FRAGMENTO PARA LEER:
________________
Lo llamaron para que leyera la Escritura y la comentara. El paso era el del
profeta Isaías donde está escrito: « El Espíritu del Señor sobre mí, porque me ha
ungido para anunciar a los pobres la Buena Nueva, me ha enviado a proclamar la
liberación a los cautivos y la vista a los ciegos, para dar la libertad a los
oprimidos y proclamar un año de gracia del Señor » (61,12). “Un año de gracia”: es esto lo que el
Señor anuncia y lo que deseamos vivir. Este Año Santo lleva consigo la riqueza
de la misión de Jesús que resuena en las palabras del Profeta: llevar una
palabra y un gesto de consolación a los pobres, anunciar la liberación a
cuantos están prisioneros de las nuevas esclavitudes de la sociedad moderna,
restituir la vista a quien no puede ver más porque se ha replegado sobre sí
mismo, y volver a dar dignidad a cuantos han sido privados de ella. La
predicación de Jesús se hace de nuevo visible en las respuestas de fe que el
testimonio de los cristianos está llamado a ofrecer. Nos acompañen las palabras
del Apóstol: « El que practica
misericordia, que lo haga con alegría » (Rm 12,8).
17. La Cuaresma de este Año Jubilar sea vivida
con mayor intensidad, como momento fuerte para celebrar y experimentar la
misericordia de Dios. ¡Cuántas páginas de la Sagrada Escritura pueden ser
meditadas en las semanas de Cuaresma para redescubrir el rostro misericordioso
del Padre! Con las palabras del profeta Miqueas también nosotros podemos
repetir: Tú, oh Señor, eres un Dios que cancelas la iniquidad y perdonas el
pecado, que no mantienes para siempre tu cólera, pues amas la misericordia. Tú,
Señor, volverás a compadecerte de nosotros y a tener piedad de tu pueblo.
________________
DATOS EXTRAÍDOS:
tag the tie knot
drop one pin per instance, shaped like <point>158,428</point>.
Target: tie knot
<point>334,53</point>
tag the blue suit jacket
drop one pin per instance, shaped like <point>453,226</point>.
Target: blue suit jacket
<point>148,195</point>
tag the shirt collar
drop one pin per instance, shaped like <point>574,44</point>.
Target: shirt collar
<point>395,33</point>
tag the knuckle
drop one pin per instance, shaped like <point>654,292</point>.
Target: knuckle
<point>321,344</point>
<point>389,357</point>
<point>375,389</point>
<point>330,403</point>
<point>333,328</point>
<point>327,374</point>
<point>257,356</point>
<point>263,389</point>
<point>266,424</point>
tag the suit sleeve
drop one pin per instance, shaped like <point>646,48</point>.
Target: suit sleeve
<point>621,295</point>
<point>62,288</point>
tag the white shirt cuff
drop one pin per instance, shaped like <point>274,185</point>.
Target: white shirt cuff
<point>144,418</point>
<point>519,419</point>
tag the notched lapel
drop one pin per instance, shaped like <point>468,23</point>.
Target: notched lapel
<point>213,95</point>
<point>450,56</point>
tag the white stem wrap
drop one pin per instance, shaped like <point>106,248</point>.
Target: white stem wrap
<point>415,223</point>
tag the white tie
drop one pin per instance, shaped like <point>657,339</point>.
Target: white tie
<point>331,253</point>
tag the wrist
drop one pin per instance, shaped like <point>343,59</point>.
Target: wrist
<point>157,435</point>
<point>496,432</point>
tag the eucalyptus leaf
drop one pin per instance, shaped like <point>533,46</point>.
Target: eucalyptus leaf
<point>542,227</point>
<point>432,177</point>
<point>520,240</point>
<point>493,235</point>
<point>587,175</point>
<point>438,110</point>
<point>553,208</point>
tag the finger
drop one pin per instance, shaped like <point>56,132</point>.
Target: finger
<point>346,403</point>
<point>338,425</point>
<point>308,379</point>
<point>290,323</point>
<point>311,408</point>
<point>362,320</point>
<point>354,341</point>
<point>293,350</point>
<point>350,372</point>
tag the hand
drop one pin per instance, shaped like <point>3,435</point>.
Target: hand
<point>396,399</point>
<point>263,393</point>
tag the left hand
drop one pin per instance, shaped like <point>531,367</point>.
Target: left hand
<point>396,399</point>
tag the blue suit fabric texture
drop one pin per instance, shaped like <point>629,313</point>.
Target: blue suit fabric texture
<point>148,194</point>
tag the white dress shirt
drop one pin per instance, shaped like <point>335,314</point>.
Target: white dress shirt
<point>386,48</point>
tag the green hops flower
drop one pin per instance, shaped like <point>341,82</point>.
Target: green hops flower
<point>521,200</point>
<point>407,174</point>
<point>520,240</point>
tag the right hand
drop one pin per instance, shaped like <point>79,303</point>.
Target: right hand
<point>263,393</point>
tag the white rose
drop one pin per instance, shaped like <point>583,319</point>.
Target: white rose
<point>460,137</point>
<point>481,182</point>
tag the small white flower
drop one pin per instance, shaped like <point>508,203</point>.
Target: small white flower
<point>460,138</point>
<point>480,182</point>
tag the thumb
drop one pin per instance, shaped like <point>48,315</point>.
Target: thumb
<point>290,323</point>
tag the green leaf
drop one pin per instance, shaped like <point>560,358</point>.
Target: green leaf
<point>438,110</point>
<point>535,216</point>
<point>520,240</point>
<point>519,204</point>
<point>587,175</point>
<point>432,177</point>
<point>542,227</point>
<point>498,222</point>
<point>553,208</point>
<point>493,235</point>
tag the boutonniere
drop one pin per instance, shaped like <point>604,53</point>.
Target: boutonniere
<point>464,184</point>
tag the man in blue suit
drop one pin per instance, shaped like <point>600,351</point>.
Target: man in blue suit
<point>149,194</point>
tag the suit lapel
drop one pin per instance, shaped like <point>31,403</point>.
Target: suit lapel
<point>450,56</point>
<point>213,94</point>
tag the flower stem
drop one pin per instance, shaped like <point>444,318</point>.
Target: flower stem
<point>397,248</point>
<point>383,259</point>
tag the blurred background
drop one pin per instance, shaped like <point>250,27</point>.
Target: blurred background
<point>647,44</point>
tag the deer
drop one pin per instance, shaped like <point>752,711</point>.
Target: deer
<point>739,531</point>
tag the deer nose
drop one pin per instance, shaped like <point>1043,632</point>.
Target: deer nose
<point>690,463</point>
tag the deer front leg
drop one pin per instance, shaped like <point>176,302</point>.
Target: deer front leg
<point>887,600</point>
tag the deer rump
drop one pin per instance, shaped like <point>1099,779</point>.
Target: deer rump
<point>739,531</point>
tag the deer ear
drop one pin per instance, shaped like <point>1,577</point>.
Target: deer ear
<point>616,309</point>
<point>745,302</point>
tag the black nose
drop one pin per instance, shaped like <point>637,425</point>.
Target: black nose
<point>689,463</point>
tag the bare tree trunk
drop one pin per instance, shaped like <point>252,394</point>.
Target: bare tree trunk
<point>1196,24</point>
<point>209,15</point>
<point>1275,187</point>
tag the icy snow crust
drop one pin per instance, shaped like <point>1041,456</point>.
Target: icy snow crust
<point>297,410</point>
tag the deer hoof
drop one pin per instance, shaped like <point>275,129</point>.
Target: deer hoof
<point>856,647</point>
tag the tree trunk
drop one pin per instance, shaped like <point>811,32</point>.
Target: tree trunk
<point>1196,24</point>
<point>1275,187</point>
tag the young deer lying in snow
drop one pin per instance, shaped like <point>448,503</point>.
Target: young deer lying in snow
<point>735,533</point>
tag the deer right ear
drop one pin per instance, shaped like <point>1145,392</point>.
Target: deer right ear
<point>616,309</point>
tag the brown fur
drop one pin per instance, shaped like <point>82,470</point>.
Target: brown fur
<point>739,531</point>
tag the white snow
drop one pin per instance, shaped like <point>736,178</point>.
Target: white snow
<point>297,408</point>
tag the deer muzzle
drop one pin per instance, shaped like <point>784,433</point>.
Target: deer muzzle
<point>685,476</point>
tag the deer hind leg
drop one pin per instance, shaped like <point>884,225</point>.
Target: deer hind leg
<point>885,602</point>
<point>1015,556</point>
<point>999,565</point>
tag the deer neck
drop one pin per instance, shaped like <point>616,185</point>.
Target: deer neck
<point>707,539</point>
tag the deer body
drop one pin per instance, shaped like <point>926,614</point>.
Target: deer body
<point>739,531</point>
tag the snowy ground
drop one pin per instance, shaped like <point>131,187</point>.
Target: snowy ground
________________
TAREAS PROPUESTAS:
A: Duplica íntegro el fragmento sobre la misericordia.
B: Vuelve a escribir las filas desde su comienzo hasta la línea que contiene "<point>496,432</point>", incluida, y cambia "pin" por "marker" sin tocar nada más.
Las filas no guardan relación con el fragmento.

RESPUESTAS DADAS:
A:
Lo llamaron para que leyera la Escritura y la comentara. El paso era el del
profeta Isaías donde está escrito: « El Espíritu del Señor sobre mí, porque me ha
ungido para anunciar a los pobres la Buena Nueva, me ha enviado a proclamar la
liberación a los cautivos y la vista a los ciegos, para dar la libertad a los
oprimidos y proclamar un año de gracia del Señor » (61,12). “Un año de gracia”: es esto lo que el
Señor anuncia y lo que deseamos vivir. Este Año Santo lleva consigo la riqueza
de la misión de Jesús que resuena en las palabras del Profeta: llevar una
palabra y un gesto de consolación a los pobres, anunciar la liberación a
cuantos están prisioneros de las nuevas esclavitudes de la sociedad moderna,
restituir la vista a quien no puede ver más porque se ha replegado sobre sí
mismo, y volver a dar dignidad a cuantos han sido privados de ella. La
predicación de Jesús se hace de nuevo visible en las respuestas de fe que el
testimonio de los cristianos está llamado a ofrecer. Nos acompañen las palabras
del Apóstol: « El que practica
misericordia, que lo haga con alegría » (Rm 12,8).
17. La Cuaresma de este Año Jubilar sea vivida
con mayor intensidad, como momento fuerte para celebrar y experimentar la
misericordia de Dios. ¡Cuántas páginas de la Sagrada Escritura pueden ser
meditadas en las semanas de Cuaresma para redescubrir el rostro misericordioso
del Padre! Con las palabras del profeta Miqueas también nosotros podemos
repetir: Tú, oh Señor, eres un Dios que cancelas la iniquidad y perdonas el
pecado, que no mantienes para siempre tu cólera, pues amas la misericordia. Tú,
Señor, volverás a compadecerte de nosotros y a tener piedad de tu pueblo.

B:
tag the tie knot
drop one marker per instance, shaped like <point>158,428</point>.
Target: tie knot
<point>334,53</point>
tag the blue suit jacket
drop one marker per instance, shaped like <point>453,226</point>.
Target: blue suit jacket
<point>148,195</point>
tag the shirt collar
drop one marker per instance, shaped like <point>574,44</point>.
Target: shirt collar
<point>395,33</point>
tag the knuckle
drop one marker per instance, shaped like <point>654,292</point>.
Target: knuckle
<point>321,344</point>
<point>389,357</point>
<point>375,389</point>
<point>330,403</point>
<point>333,328</point>
<point>327,374</point>
<point>257,356</point>
<point>263,389</point>
<point>266,424</point>
tag the suit sleeve
drop one marker per instance, shaped like <point>646,48</point>.
Target: suit sleeve
<point>621,295</point>
<point>62,288</point>
tag the white shirt cuff
drop one marker per instance, shaped like <point>274,185</point>.
Target: white shirt cuff
<point>144,418</point>
<point>519,419</point>
tag the notched lapel
drop one marker per instance, shaped like <point>468,23</point>.
Target: notched lapel
<point>213,95</point>
<point>450,56</point>
tag the white stem wrap
drop one marker per instance, shaped like <point>106,248</point>.
Target: white stem wrap
<point>415,223</point>
tag the white tie
drop one marker per instance, shaped like <point>657,339</point>.
Target: white tie
<point>331,253</point>
tag the wrist
drop one marker per instance, shaped like <point>343,59</point>.
Target: wrist
<point>157,435</point>
<point>496,432</point>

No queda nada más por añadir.